● Records contained in a dataset:
____

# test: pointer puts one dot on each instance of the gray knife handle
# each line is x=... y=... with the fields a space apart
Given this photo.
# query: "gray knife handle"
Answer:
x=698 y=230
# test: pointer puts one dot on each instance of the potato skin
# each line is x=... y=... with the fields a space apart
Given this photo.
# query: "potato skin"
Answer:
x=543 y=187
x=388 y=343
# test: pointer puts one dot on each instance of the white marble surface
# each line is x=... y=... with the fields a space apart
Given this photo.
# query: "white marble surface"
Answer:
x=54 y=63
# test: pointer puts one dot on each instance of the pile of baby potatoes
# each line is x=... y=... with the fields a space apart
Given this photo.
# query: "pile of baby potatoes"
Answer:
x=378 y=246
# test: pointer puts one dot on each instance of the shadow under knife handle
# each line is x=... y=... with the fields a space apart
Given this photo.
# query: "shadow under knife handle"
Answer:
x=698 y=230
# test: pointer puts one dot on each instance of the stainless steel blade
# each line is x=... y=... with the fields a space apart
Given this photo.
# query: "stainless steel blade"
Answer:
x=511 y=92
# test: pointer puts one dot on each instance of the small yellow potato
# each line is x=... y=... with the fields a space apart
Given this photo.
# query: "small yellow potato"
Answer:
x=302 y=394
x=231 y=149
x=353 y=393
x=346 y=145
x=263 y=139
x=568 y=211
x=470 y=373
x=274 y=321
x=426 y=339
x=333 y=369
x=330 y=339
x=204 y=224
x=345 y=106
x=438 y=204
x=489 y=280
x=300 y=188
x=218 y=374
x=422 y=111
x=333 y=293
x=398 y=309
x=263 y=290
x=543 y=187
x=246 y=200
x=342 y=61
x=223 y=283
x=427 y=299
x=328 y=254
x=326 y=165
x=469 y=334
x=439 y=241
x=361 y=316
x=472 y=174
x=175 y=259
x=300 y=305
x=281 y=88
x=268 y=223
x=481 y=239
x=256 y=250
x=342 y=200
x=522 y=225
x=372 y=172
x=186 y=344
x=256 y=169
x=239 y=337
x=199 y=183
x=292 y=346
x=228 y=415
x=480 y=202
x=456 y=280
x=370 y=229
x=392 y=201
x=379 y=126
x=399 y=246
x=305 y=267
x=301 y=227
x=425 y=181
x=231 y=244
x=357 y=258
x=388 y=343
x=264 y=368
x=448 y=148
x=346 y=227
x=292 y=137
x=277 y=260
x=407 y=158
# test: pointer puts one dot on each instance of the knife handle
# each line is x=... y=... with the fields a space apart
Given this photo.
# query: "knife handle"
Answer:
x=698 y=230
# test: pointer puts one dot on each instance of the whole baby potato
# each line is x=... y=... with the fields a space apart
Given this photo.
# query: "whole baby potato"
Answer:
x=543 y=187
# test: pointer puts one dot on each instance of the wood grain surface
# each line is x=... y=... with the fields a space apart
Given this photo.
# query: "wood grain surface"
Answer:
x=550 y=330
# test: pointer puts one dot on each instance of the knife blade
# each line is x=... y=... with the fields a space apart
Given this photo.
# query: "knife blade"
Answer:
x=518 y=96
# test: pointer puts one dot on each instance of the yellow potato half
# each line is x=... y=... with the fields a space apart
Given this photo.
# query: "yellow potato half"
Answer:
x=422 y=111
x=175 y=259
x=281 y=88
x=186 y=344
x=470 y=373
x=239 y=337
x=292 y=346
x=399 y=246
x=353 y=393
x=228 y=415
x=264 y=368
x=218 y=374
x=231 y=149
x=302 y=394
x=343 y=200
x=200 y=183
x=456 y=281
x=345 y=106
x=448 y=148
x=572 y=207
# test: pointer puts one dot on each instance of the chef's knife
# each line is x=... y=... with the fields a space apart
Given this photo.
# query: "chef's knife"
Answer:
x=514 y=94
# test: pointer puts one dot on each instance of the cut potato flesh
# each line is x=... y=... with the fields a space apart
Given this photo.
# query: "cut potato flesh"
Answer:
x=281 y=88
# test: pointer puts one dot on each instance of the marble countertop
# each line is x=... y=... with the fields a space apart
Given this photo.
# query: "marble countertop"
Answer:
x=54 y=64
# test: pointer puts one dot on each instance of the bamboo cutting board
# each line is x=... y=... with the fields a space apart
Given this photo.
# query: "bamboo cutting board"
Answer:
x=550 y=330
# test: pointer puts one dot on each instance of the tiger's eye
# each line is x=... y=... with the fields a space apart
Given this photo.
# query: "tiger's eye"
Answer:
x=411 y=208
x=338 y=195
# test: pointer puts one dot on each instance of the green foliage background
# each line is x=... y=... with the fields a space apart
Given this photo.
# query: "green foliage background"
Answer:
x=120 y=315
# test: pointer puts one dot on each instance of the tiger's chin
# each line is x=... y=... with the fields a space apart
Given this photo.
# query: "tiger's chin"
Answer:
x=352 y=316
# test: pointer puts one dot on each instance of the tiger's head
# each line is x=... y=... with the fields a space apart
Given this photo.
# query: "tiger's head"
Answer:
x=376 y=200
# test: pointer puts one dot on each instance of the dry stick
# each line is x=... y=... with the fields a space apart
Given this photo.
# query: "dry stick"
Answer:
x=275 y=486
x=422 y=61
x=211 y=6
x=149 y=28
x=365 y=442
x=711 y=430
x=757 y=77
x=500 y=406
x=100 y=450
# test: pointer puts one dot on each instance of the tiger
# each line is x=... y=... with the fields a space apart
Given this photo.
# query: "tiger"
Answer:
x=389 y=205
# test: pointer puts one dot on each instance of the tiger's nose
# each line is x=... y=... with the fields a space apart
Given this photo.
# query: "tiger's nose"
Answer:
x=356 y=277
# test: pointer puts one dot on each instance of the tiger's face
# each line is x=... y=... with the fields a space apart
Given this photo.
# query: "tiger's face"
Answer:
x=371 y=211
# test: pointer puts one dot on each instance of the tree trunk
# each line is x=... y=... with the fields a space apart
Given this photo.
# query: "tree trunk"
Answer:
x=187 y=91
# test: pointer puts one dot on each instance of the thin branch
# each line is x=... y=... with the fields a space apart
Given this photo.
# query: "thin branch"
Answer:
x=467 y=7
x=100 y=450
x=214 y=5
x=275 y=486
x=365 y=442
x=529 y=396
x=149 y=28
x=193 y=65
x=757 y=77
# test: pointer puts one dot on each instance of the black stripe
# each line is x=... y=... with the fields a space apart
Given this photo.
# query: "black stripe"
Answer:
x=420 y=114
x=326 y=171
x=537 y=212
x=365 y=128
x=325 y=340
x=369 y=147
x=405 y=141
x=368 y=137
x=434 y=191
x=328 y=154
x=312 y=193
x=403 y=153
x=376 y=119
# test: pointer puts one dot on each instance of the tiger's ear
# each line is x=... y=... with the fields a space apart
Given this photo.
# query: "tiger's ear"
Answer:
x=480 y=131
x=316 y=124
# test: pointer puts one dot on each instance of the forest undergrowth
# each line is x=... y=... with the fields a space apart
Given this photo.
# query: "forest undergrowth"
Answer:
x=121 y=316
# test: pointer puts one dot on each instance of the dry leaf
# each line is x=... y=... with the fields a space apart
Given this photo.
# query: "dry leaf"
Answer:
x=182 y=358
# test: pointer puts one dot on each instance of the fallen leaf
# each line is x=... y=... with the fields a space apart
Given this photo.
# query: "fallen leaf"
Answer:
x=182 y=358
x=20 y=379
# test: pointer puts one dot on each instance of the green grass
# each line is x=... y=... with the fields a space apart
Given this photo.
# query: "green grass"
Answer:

____

Copy out every line above where "handle" is present.

# test: pointer puts one dot on each instance of the gray knife handle
# query: "gray knife handle"
# test: pointer puts one dot on each instance of the shadow under knife handle
# query: "shadow under knife handle"
# test: pointer puts one dot on each instance of the knife handle
# query: "knife handle"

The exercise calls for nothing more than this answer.